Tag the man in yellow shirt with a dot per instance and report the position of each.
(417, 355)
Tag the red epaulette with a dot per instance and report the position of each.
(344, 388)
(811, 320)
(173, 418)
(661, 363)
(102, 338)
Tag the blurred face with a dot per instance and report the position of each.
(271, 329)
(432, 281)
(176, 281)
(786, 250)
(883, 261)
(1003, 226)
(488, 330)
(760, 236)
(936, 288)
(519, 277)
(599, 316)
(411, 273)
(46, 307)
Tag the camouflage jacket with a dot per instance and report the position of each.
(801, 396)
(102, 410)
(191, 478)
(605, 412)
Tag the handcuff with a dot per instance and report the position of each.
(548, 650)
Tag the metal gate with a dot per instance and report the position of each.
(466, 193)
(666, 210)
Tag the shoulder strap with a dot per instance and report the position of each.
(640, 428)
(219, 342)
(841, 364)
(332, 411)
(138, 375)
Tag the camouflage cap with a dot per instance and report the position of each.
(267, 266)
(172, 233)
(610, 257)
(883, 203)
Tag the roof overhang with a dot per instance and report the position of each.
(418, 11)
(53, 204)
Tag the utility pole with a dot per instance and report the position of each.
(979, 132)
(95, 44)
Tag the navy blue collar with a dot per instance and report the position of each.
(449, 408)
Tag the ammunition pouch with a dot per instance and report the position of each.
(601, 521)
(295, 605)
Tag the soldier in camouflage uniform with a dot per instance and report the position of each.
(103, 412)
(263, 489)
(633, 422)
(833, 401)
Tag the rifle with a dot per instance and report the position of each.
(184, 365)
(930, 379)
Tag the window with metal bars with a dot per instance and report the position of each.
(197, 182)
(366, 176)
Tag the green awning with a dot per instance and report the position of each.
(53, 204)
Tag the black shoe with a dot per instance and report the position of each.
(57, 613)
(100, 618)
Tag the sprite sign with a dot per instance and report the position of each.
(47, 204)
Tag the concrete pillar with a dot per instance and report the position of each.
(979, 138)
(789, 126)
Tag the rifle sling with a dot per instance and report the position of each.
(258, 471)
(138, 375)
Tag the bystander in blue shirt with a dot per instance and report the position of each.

——

Write out all the data again, exactly as it appears.

(Exercise output)
Tag the man in yellow shirt with a dot per instance and report the position of each.
(417, 355)
Tag the red epaulette with a dot per instance and report the position of each.
(344, 388)
(811, 320)
(173, 418)
(661, 363)
(102, 338)
Tag the blurred face with a dot per instance and report the position of each.
(271, 329)
(432, 281)
(176, 281)
(786, 250)
(883, 261)
(1003, 226)
(488, 330)
(760, 236)
(936, 288)
(519, 277)
(599, 316)
(411, 273)
(46, 307)
Tag the camouflage jacket with a dot per instance and report the position of each.
(801, 396)
(102, 410)
(191, 478)
(605, 412)
Tag the handcuff with a dot per instance and report the position of each.
(548, 650)
Tag the metal gate with a dot per instance and report the position of each.
(466, 193)
(666, 210)
Tag the shoulder strap with a dot per instance and report the position of each.
(640, 428)
(219, 342)
(841, 364)
(332, 411)
(138, 375)
Tag the camouflage cap with a dot per instance and report the position of each.
(267, 266)
(172, 233)
(610, 257)
(883, 203)
Tag the roof overhang with a dot per instance and report the position of each.
(418, 11)
(53, 204)
Tag the utility pole with a dot per instance and report the position of each.
(979, 132)
(95, 44)
Tag the navy blue collar with a dot per instance and report the position of each.
(449, 408)
Tag the ammunition pouch with a dot per instance and report the position of each.
(601, 521)
(295, 605)
Tag the soldier in camouflage uniform with a dot per instance and report the position of each.
(103, 412)
(263, 489)
(633, 422)
(833, 401)
Tag the rifle with a dot per instance and report the position of each.
(184, 365)
(930, 379)
Tag the window with metal bars with a dot per instance and report the position of each.
(197, 182)
(366, 176)
Tag the green awning with a dot per instance and report the position of each.
(53, 204)
Tag the black shoe with a dot per instance and report the position of each.
(57, 613)
(100, 618)
Tag the sprite sign with a dot per instance and report the position of each.
(47, 204)
Tag the concrete pillar with a dot per instance and report the position of each.
(979, 138)
(789, 126)
Tag the rifle sling with a dot per instance and report the position of each.
(258, 471)
(138, 375)
Tag the bystander in blue shirt with a dot per instance and report the position of each.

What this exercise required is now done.